All of the data is to be set down again without alteration.

==== Data to process ====

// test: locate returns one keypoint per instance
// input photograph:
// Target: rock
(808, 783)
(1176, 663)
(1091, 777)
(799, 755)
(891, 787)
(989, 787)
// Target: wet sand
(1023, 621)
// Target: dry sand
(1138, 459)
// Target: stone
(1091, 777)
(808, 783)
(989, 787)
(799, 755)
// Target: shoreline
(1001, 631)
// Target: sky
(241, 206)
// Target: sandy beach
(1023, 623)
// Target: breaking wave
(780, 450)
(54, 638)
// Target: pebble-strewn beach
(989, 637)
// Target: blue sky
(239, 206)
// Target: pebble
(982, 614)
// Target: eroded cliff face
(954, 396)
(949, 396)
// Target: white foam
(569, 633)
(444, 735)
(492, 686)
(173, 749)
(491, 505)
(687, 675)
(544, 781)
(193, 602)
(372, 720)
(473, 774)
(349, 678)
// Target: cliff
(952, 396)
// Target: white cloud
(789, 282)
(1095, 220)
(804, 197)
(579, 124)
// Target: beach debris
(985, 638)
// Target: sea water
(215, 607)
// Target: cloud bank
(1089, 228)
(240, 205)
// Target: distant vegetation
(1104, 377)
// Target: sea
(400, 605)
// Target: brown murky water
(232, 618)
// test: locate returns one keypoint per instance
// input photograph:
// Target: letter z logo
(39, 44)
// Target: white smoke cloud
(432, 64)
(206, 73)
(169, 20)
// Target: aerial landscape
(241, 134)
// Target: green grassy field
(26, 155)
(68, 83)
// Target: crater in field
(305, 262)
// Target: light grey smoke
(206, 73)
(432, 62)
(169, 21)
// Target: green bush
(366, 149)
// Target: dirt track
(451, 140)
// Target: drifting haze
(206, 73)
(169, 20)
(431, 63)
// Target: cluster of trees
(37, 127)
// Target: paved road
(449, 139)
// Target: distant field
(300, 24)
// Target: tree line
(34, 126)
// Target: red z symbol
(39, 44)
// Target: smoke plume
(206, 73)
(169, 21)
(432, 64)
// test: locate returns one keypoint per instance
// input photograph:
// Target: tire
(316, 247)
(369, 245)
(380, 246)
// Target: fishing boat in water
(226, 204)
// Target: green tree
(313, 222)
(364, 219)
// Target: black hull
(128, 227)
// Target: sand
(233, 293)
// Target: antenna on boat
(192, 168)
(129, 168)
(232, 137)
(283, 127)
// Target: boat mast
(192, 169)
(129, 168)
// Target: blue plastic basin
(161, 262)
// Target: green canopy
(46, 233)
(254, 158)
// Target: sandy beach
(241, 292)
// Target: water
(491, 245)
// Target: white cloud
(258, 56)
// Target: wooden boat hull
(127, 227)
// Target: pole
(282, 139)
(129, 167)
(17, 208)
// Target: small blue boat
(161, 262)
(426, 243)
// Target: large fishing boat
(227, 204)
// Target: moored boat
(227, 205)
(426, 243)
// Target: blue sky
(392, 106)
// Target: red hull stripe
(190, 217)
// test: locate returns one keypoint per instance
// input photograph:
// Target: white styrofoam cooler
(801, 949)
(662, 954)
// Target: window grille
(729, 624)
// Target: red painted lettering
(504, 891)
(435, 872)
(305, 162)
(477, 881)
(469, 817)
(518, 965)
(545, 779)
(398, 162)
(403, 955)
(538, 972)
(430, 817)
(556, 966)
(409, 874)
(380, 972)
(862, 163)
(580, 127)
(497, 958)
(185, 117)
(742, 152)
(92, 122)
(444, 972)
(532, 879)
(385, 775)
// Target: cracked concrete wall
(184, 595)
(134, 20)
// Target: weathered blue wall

====

→ Result below
// test: locate returns one keypoint per instance
// input photograph:
// Target: rock
(808, 783)
(1176, 663)
(1091, 777)
(799, 755)
(891, 787)
(989, 787)
// Target: wet sand
(1023, 621)
// Target: dry sand
(1138, 459)
// Target: stone
(1091, 777)
(808, 783)
(989, 787)
(799, 755)
// Target: shoreline
(1001, 631)
// Target: sky
(241, 206)
// Target: sandy beach
(1023, 623)
// Target: breaking wave
(780, 450)
(54, 638)
// Target: pebble-strewn beach
(989, 637)
// Target: blue sky
(239, 206)
// Target: pebble
(982, 614)
// Target: eroded cliff face
(954, 396)
(949, 396)
// Target: white foam
(569, 633)
(444, 735)
(492, 686)
(173, 749)
(491, 505)
(687, 675)
(544, 781)
(193, 602)
(372, 720)
(473, 774)
(349, 678)
// Target: cliff
(952, 396)
// Target: white cloud
(789, 282)
(1095, 220)
(804, 197)
(579, 124)
// Target: beach debris
(985, 638)
// Target: sea water
(215, 607)
// Target: cloud bank
(1089, 228)
(240, 205)
// Target: distant vegetation
(1104, 377)
// Target: sea
(400, 605)
// Target: brown murky water
(232, 618)
// test: locate returns one keypoint per instance
// input photograph:
// Target: letter z logo
(39, 44)
// Target: white smoke cloud
(432, 64)
(206, 73)
(169, 20)
// Target: aerial landscape
(241, 134)
// Target: green grassy field
(26, 155)
(68, 83)
// Target: crater in field
(305, 262)
// Target: light grey smoke
(206, 73)
(432, 62)
(169, 21)
// Target: green bush
(366, 149)
// Target: dirt track
(451, 140)
// Target: drifting haze
(206, 73)
(169, 20)
(431, 63)
// Target: cluster of trees
(37, 127)
// Target: paved road
(449, 139)
// Target: distant field
(300, 24)
// Target: tree line
(34, 126)
// Target: red z symbol
(39, 44)
// Target: smoke plume
(206, 73)
(169, 21)
(432, 64)
// test: locate returns one keypoint per instance
// input photograph:
// Target: tire
(316, 247)
(369, 245)
(380, 246)
// Target: fishing boat in water
(226, 204)
// Target: green tree
(313, 222)
(364, 219)
// Target: black hull
(128, 227)
// Target: sand
(233, 293)
// Target: antenna on boat
(192, 168)
(129, 168)
(232, 137)
(283, 127)
// Target: boat mast
(192, 169)
(129, 168)
// Target: blue plastic basin
(161, 262)
// Target: green canopy
(46, 233)
(254, 158)
// Target: sandy beach
(241, 292)
// Target: water
(491, 245)
// Target: white cloud
(258, 56)
// Target: wooden boat hull
(127, 227)
// Target: pole
(282, 139)
(129, 167)
(17, 208)
// Target: small blue boat
(161, 262)
(426, 243)
// Target: large fishing boat
(227, 204)
// Target: moored boat
(227, 205)
(426, 243)
// Target: blue sky
(392, 106)
// Target: red hull stripe
(190, 217)
// test: locate returns one keypoint per instance
// input photograph:
// Target: white styrofoam cooler
(801, 949)
(662, 954)
// Target: window grille
(729, 624)
// Target: red painted lettering
(504, 891)
(435, 872)
(305, 162)
(477, 881)
(469, 817)
(518, 965)
(545, 779)
(398, 162)
(403, 955)
(538, 972)
(430, 817)
(556, 966)
(409, 874)
(380, 972)
(862, 163)
(580, 127)
(497, 958)
(185, 117)
(742, 152)
(92, 122)
(444, 972)
(532, 879)
(385, 775)
// Target: cracked concrete wall
(184, 595)
(134, 20)
// Target: weathered blue wall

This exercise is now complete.